__Task description__: Add 58 to every point coordinate in the part of the data that opens with the line containing "Each instance receives one keypoint. Mark the child's" and continues through the end of the data, both ends included. Reproduce every line of that part, the text lines unchanged, and nothing outside it.

---------------

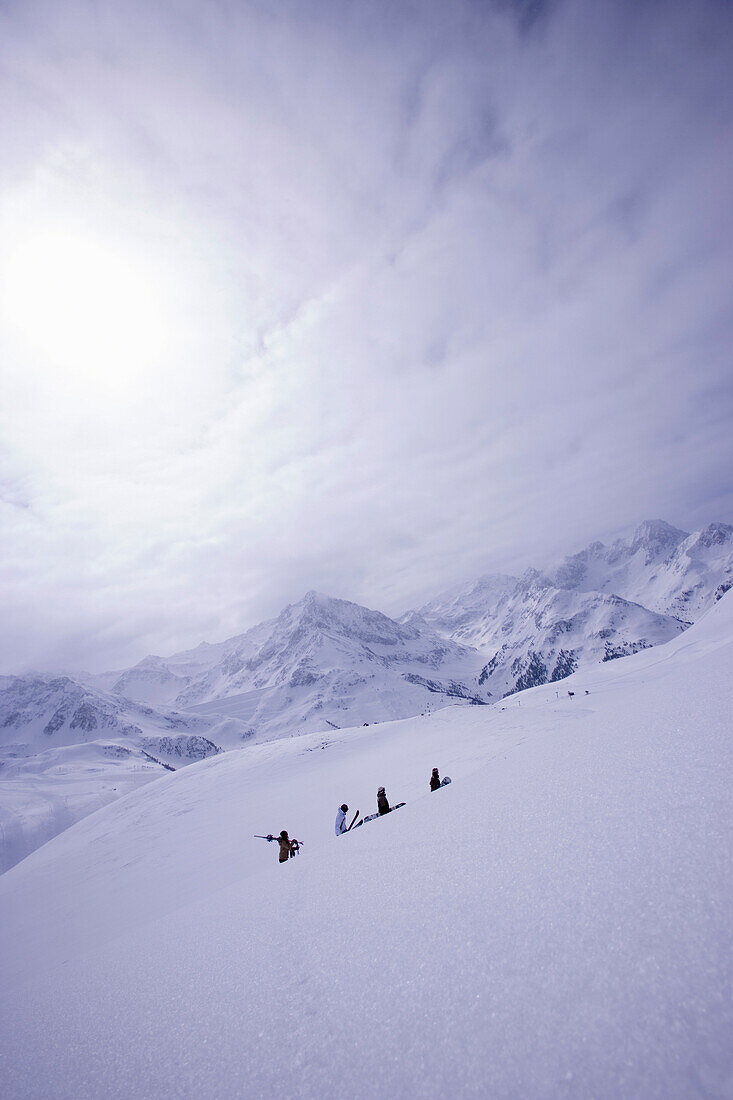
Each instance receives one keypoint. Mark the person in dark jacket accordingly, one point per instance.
(287, 847)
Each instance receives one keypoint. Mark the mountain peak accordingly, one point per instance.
(657, 534)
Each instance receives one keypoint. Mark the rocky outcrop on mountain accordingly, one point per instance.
(667, 570)
(600, 604)
(325, 661)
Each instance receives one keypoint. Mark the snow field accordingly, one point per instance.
(553, 924)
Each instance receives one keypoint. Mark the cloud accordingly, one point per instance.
(445, 287)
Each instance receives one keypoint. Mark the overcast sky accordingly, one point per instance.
(368, 297)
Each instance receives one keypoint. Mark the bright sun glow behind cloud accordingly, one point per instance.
(85, 306)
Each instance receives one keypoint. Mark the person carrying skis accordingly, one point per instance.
(285, 845)
(340, 820)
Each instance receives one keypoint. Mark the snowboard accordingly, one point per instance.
(371, 817)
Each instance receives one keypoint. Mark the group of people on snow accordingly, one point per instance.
(288, 847)
(382, 806)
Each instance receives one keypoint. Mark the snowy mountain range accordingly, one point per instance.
(553, 924)
(325, 663)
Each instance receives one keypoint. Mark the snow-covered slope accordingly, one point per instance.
(323, 662)
(532, 633)
(553, 924)
(602, 603)
(665, 569)
(67, 749)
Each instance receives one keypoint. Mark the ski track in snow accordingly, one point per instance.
(554, 924)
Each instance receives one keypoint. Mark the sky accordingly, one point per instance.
(364, 297)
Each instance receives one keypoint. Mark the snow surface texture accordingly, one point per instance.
(67, 749)
(554, 924)
(327, 663)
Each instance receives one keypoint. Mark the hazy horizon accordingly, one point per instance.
(368, 298)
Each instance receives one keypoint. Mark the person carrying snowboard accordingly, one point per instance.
(340, 820)
(286, 848)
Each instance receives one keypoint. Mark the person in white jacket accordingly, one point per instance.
(340, 820)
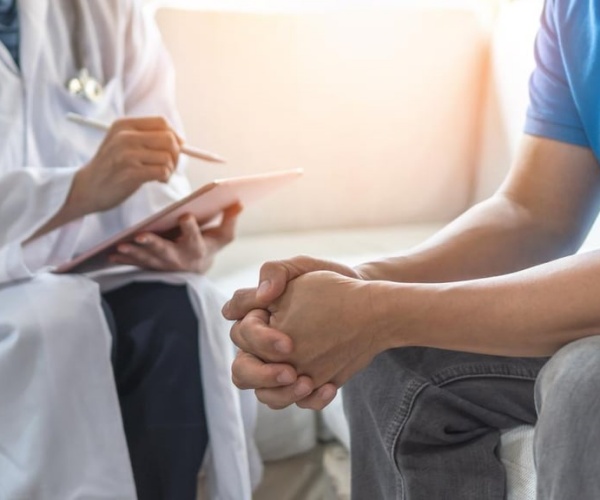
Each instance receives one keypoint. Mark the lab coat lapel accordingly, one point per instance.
(32, 16)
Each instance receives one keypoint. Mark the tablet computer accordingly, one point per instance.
(205, 203)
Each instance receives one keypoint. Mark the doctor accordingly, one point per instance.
(70, 427)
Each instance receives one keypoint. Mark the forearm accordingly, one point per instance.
(493, 238)
(528, 313)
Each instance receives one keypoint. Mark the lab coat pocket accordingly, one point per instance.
(82, 141)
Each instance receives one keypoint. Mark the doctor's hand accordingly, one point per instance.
(134, 151)
(193, 251)
(323, 328)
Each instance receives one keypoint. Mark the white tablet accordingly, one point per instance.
(205, 204)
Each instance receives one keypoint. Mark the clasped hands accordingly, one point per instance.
(303, 332)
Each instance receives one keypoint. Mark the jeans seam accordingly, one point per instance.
(400, 419)
(398, 422)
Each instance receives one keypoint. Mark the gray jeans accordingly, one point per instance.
(425, 423)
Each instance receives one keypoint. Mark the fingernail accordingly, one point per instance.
(285, 378)
(302, 389)
(264, 287)
(282, 346)
(326, 393)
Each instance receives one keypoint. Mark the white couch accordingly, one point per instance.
(403, 114)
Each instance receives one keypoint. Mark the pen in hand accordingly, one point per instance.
(185, 149)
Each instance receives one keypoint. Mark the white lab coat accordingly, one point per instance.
(40, 152)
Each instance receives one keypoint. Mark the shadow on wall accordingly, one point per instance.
(382, 107)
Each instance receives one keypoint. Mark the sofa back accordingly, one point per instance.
(380, 105)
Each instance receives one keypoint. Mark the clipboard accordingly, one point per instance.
(205, 203)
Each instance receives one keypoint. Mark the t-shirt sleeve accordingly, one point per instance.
(552, 112)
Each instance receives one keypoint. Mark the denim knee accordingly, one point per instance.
(571, 375)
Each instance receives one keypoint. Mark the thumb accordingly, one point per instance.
(274, 277)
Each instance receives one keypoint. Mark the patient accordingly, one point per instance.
(490, 324)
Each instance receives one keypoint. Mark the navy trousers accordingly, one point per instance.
(157, 372)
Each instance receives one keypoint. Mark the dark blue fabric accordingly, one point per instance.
(9, 27)
(564, 95)
(157, 372)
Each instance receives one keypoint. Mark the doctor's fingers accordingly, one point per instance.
(249, 372)
(159, 141)
(253, 334)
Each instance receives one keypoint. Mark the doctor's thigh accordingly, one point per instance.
(61, 435)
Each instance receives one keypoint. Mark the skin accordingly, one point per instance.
(136, 151)
(500, 279)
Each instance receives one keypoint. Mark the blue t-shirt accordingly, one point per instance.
(9, 27)
(564, 88)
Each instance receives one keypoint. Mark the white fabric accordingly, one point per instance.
(233, 466)
(516, 454)
(281, 434)
(61, 436)
(40, 152)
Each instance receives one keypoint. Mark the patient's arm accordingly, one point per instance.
(541, 213)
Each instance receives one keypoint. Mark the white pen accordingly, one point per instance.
(185, 149)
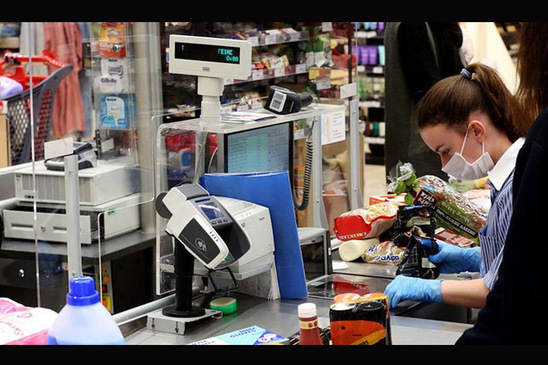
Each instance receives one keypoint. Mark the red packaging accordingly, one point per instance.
(365, 223)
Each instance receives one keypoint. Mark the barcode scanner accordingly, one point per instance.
(285, 101)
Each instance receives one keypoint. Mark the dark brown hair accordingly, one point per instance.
(452, 99)
(533, 68)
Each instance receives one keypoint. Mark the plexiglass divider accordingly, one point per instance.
(116, 193)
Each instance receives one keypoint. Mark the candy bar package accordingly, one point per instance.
(414, 261)
(385, 253)
(363, 223)
(451, 209)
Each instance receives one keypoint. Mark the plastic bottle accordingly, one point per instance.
(84, 320)
(308, 324)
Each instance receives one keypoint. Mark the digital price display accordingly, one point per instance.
(207, 52)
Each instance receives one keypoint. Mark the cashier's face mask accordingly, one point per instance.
(459, 168)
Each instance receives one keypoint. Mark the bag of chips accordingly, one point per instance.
(451, 209)
(385, 253)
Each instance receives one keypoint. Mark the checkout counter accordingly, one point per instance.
(413, 323)
(410, 324)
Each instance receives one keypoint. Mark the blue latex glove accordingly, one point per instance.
(408, 288)
(452, 259)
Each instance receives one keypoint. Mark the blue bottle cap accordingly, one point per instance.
(82, 291)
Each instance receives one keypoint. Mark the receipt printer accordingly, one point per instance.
(201, 223)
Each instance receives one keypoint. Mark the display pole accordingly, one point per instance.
(320, 218)
(72, 197)
(356, 197)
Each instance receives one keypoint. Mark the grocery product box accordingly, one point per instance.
(254, 335)
(396, 198)
(5, 155)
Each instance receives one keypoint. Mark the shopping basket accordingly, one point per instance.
(19, 106)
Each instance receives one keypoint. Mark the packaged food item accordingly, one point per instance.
(414, 261)
(386, 253)
(364, 320)
(448, 236)
(419, 216)
(398, 199)
(354, 249)
(452, 210)
(363, 223)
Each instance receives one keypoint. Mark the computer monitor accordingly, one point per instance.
(267, 148)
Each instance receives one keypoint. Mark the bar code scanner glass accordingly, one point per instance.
(86, 158)
(284, 101)
(205, 231)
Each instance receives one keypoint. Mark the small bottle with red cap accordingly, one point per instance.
(308, 324)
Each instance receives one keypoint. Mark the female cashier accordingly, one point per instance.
(474, 123)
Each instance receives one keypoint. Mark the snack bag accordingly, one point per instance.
(414, 261)
(363, 223)
(360, 320)
(451, 209)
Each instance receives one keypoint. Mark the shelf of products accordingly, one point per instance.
(112, 65)
(371, 68)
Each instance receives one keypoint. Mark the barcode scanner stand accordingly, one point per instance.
(203, 230)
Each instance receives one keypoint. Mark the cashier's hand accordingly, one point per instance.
(452, 259)
(408, 288)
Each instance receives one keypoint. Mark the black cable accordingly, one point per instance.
(306, 179)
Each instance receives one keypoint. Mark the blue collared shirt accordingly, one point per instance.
(493, 235)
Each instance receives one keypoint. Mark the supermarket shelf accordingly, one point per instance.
(257, 75)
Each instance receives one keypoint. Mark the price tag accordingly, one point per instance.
(333, 128)
(254, 41)
(323, 83)
(327, 26)
(257, 75)
(59, 147)
(300, 68)
(270, 39)
(278, 72)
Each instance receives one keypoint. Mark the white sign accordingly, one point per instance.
(348, 91)
(59, 147)
(333, 127)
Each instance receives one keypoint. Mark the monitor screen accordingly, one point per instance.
(207, 52)
(262, 149)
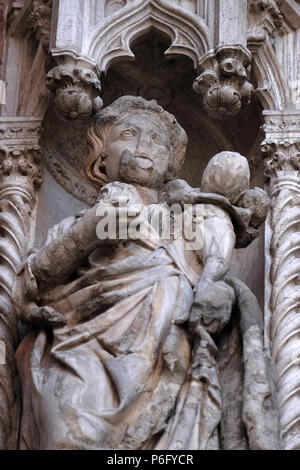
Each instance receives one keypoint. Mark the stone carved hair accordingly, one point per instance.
(122, 107)
(227, 173)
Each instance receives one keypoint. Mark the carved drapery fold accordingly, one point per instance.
(20, 177)
(282, 151)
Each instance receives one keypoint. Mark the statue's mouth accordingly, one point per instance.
(144, 162)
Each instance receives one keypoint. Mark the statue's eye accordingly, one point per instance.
(128, 133)
(156, 138)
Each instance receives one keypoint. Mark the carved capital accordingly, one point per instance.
(224, 81)
(75, 91)
(20, 156)
(40, 20)
(281, 147)
(264, 18)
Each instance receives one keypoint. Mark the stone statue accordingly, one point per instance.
(144, 342)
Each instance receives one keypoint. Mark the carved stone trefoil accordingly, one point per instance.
(264, 18)
(75, 91)
(224, 81)
(40, 20)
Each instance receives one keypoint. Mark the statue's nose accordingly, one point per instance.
(143, 147)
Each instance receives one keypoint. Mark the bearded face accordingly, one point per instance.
(138, 151)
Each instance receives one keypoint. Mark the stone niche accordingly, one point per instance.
(169, 81)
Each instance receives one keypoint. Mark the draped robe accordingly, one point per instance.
(121, 373)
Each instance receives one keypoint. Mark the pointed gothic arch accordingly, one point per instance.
(112, 39)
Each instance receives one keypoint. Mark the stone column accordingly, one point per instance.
(20, 178)
(281, 148)
(224, 81)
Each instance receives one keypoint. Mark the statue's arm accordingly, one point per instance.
(56, 261)
(213, 298)
(218, 244)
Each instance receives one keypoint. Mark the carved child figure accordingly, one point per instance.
(123, 350)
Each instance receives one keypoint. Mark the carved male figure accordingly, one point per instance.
(123, 350)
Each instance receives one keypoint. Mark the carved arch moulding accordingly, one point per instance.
(111, 37)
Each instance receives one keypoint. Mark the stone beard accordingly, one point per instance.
(132, 340)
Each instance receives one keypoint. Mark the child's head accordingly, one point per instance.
(228, 174)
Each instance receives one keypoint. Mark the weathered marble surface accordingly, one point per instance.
(125, 350)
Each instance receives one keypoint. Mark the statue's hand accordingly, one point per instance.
(45, 316)
(178, 191)
(212, 306)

---------------

__Problem solution__:
Each instance receives one keypoint. Mark the child's head accordingly, one point per instance.
(286, 232)
Each instance receives one keypoint. Mark the weathered marble surface accordingly, one point per instance.
(183, 408)
Each instance receives one keypoint. Mark the statue's hand accordingly, one point per instance.
(103, 374)
(236, 249)
(270, 364)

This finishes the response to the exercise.